--- DIRECTION ---
Can you convert the lines of every item below into a numbered list, skipping any blank lines?

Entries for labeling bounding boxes
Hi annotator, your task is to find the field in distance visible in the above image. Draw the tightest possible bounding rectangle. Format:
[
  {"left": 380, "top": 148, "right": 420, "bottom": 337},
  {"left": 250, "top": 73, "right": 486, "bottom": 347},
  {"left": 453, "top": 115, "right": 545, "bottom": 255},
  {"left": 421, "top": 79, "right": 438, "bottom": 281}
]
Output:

--- SOLUTION TO THIS PROBLEM ---
1. Hi annotator, your task is to find the field in distance visible in the above image. Draw the tightest possible bounding rectangle. Format:
2. [
3.   {"left": 380, "top": 148, "right": 420, "bottom": 337},
4.   {"left": 250, "top": 73, "right": 486, "bottom": 347},
5.   {"left": 453, "top": 115, "right": 545, "bottom": 255},
6.   {"left": 421, "top": 79, "right": 438, "bottom": 281}
7. ]
8. Output:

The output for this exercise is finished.